▶ **Work item**
From the entries below, copy each line in which the word "component" occurs.
--- Data for this exercise ---
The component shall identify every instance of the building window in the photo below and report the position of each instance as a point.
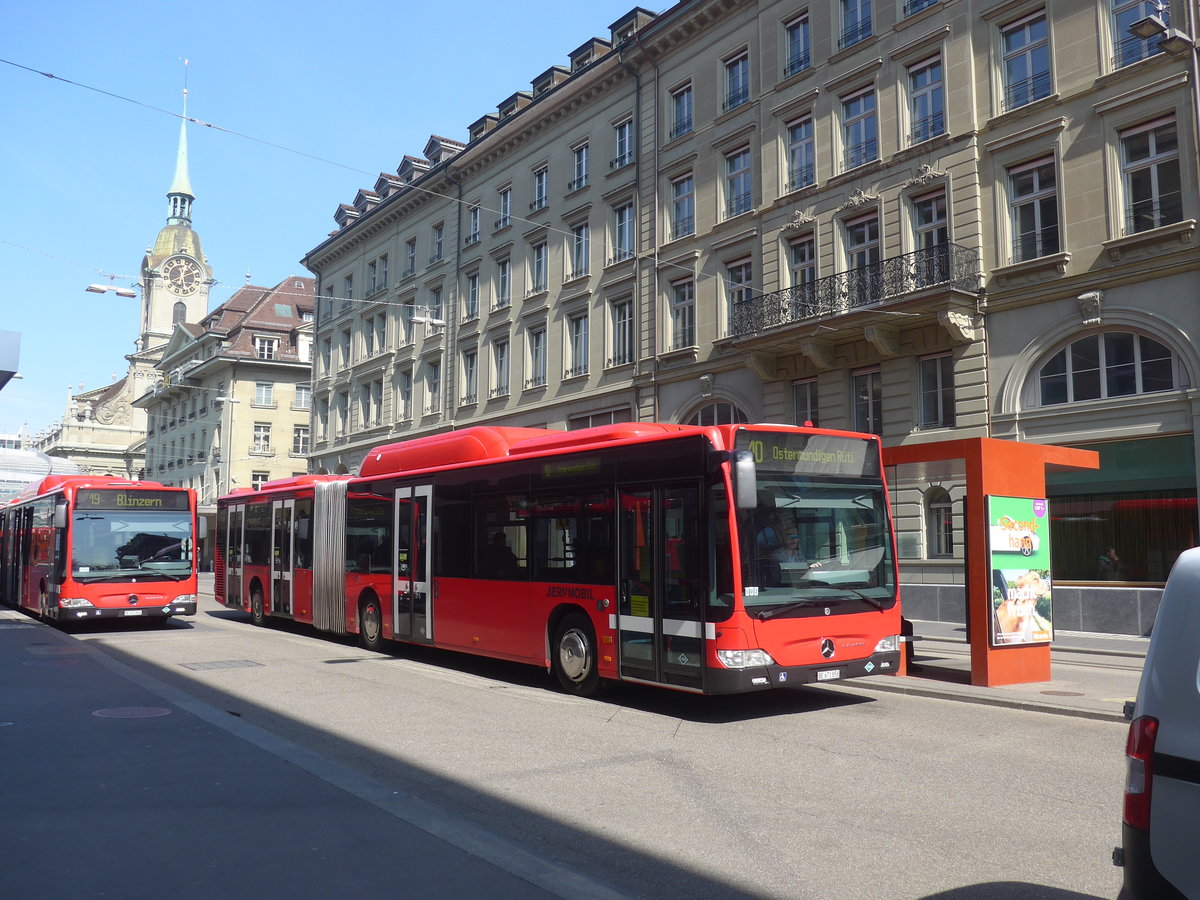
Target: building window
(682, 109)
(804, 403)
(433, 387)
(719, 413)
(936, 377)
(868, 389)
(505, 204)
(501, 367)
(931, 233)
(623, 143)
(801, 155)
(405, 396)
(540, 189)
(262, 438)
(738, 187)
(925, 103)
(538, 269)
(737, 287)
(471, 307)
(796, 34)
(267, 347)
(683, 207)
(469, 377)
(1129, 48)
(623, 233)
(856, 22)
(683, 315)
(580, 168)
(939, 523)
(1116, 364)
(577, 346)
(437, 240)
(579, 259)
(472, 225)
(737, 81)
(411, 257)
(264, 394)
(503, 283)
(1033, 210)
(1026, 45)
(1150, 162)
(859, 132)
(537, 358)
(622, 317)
---
--- Data for this exercise ---
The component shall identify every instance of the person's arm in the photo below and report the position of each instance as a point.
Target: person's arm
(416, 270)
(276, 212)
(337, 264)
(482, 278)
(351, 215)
---
▶ **Reply to the exercise**
The component shall identify every instance of the building window in the photo below and report the position of each instance as a point.
The component shall identify every instance of the person's arm in the photo below and report the position of each instance as a point.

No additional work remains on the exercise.